What you are asked to do: Write out the lines below exactly, starting at the line that contains "of the pink" and ending at the line that contains "POLYGON ((96 155, 95", with both of those lines included.
>> BEGIN Extracted information
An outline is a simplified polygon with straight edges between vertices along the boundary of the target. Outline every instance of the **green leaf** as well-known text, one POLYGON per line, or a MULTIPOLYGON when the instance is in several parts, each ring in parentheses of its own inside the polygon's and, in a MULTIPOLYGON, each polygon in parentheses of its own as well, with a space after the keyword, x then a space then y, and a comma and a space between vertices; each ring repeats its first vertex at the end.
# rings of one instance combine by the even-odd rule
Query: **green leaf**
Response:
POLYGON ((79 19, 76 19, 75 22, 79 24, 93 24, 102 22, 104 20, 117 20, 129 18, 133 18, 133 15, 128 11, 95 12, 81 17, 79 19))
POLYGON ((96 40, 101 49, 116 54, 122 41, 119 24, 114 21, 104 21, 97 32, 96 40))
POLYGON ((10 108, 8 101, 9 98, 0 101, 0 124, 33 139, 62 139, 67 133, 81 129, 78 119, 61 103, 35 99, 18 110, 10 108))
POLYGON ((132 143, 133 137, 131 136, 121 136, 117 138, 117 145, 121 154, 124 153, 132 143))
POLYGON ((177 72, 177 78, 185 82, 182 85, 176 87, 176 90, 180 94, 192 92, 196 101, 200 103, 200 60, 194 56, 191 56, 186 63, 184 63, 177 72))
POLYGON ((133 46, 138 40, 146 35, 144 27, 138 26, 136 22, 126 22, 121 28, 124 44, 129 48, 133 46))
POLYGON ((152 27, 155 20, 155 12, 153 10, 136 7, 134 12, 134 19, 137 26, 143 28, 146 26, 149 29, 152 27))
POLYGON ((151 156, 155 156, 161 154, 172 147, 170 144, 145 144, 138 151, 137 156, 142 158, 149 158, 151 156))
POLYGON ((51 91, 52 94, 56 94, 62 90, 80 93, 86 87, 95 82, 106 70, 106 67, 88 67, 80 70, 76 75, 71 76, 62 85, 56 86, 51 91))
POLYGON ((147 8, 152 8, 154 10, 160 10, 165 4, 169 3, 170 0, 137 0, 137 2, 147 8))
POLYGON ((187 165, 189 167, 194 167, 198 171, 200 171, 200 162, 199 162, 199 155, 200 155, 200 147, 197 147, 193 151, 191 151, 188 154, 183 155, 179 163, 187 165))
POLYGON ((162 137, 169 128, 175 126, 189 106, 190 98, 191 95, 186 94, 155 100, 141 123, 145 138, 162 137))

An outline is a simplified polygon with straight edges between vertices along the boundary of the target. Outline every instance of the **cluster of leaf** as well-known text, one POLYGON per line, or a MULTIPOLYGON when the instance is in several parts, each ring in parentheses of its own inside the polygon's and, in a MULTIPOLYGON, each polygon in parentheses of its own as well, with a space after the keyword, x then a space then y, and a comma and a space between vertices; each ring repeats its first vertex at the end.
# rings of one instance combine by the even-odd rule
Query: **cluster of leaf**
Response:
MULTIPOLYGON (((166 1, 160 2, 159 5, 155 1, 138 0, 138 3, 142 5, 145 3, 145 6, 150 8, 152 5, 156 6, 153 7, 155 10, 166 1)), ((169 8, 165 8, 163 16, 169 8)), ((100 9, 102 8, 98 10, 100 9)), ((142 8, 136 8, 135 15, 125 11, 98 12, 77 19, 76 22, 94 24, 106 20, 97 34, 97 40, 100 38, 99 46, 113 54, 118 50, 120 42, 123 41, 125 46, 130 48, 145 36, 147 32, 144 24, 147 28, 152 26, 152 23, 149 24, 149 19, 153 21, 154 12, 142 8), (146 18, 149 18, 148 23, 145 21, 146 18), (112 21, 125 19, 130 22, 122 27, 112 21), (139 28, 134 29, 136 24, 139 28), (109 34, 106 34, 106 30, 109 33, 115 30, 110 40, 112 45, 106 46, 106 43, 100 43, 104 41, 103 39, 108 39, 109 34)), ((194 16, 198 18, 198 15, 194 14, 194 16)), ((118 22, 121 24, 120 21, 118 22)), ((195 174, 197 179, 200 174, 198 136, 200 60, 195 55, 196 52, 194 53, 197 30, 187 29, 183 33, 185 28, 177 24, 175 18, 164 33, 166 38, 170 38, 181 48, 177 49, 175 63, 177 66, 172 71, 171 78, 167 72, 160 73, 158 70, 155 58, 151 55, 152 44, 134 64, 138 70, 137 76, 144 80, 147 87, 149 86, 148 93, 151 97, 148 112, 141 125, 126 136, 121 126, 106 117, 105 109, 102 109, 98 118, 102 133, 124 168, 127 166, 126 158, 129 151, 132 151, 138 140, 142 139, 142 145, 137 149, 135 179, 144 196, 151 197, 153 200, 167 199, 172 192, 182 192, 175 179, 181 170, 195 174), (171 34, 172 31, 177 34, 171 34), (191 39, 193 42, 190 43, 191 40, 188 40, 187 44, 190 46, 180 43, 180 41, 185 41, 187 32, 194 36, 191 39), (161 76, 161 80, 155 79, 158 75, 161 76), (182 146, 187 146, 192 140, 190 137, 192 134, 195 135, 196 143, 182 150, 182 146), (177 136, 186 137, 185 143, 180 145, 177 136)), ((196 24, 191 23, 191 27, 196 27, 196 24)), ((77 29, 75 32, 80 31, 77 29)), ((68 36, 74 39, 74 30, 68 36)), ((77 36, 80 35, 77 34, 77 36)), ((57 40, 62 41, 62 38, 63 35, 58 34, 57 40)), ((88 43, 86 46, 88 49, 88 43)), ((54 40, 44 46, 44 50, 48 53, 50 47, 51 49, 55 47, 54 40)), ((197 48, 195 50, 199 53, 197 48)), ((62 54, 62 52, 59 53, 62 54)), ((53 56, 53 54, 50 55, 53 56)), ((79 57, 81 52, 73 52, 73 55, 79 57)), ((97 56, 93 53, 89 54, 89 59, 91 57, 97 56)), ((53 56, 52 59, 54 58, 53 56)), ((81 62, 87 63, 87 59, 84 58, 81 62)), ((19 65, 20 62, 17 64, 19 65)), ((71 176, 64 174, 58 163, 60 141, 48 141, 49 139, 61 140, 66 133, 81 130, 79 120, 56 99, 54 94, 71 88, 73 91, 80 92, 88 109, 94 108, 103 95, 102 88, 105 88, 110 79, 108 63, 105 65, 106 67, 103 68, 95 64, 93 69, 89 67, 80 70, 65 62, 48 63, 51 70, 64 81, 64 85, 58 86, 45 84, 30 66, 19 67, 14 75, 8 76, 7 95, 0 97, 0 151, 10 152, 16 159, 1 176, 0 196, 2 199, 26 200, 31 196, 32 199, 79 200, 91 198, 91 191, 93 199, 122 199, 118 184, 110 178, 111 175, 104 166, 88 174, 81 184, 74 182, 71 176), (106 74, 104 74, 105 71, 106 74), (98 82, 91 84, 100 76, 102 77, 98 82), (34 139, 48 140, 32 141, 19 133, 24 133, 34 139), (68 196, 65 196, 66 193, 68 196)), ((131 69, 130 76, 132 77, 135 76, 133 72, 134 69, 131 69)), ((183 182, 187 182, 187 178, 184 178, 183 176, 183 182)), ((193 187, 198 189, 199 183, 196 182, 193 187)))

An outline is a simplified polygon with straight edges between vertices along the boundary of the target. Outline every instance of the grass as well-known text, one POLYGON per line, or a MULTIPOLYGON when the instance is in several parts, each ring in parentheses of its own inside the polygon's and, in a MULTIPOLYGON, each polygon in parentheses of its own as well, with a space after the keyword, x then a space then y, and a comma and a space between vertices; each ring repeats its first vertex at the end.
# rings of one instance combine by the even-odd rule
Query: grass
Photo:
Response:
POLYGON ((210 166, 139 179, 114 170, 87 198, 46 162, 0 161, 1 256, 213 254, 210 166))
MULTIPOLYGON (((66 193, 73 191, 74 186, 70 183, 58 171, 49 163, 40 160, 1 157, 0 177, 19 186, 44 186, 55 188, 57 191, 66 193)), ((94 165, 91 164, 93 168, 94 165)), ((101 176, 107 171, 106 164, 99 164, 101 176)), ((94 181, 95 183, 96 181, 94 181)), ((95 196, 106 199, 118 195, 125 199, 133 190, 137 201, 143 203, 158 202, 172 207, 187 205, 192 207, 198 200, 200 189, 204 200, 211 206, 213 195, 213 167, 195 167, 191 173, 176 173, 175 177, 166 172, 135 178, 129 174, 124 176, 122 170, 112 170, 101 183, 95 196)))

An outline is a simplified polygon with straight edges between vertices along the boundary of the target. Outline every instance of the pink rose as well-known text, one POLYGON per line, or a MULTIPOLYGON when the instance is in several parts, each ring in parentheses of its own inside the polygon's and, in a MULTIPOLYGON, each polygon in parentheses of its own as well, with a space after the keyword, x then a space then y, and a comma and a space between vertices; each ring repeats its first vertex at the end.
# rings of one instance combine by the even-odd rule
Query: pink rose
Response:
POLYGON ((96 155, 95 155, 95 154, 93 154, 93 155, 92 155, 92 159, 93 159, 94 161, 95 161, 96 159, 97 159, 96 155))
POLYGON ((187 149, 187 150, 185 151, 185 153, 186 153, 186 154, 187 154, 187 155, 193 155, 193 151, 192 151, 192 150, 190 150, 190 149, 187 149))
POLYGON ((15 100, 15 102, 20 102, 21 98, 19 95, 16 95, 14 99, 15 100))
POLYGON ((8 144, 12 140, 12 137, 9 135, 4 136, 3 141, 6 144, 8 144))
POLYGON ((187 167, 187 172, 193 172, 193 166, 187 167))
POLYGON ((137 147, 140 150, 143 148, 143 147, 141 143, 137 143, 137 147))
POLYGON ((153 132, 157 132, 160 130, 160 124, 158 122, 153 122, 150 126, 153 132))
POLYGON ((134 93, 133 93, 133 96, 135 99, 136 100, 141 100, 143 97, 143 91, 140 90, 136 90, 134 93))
>> END Extracted information
Expected answer:
An outline is a simplified polygon with straight edges between vertices along the boundary of the target. Outline every instance of the pink rose as well-known text, one POLYGON per line, or a MULTIPOLYGON when the instance is in several parts, each ring in parentheses of its own inside the polygon's and, in a MULTIPOLYGON, each polygon in parentheses of its own as well, with a space after the keyword, x then a space then y, and a comma and a space between vertices; each ring repeats its first vertex at the end.
# rings of one instance combine by the even-odd rule
Query: pink rose
Response:
POLYGON ((96 155, 95 155, 95 154, 93 154, 93 155, 92 155, 92 159, 93 159, 94 161, 95 161, 96 159, 97 159, 96 155))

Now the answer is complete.